Exercise details - Omit every image, and transcribe the remaining entries exactly as given.
*** Opening of Supplied records ***
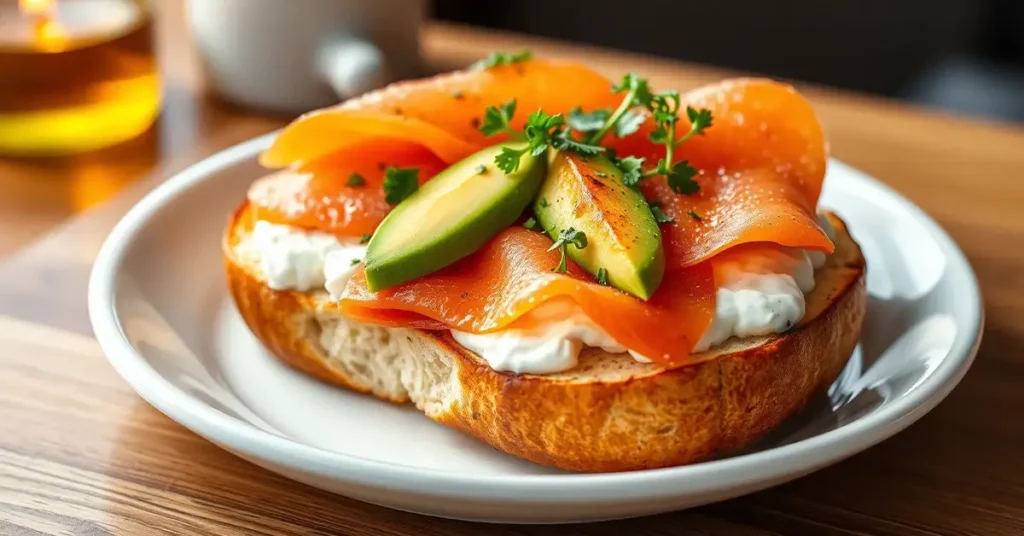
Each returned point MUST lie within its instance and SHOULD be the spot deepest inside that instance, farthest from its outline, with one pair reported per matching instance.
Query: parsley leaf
(632, 168)
(496, 119)
(699, 119)
(356, 179)
(501, 58)
(629, 123)
(636, 85)
(588, 122)
(659, 215)
(563, 141)
(567, 237)
(681, 178)
(508, 159)
(399, 182)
*** Close of Supplied records ***
Task answer -
Each returned point MUST lie within its instance and SHOULD be the spot deepest inside that instance, farthest from its outline, with one pair reported per matching instance.
Query: parsley leaf
(632, 168)
(496, 119)
(699, 119)
(356, 179)
(501, 58)
(629, 123)
(636, 85)
(588, 122)
(659, 215)
(563, 141)
(567, 237)
(681, 178)
(508, 159)
(399, 182)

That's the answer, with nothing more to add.